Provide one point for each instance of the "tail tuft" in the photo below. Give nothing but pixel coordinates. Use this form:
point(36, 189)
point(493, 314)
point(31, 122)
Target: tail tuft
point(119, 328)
*-*-*
## About this exercise
Print the material once more. Change nothing.

## Exercise result
Provide one point for each instance of the "tail tuft" in the photo below. Give nothing but pixel coordinates. Use this form:
point(36, 189)
point(493, 314)
point(31, 122)
Target: tail tuft
point(119, 328)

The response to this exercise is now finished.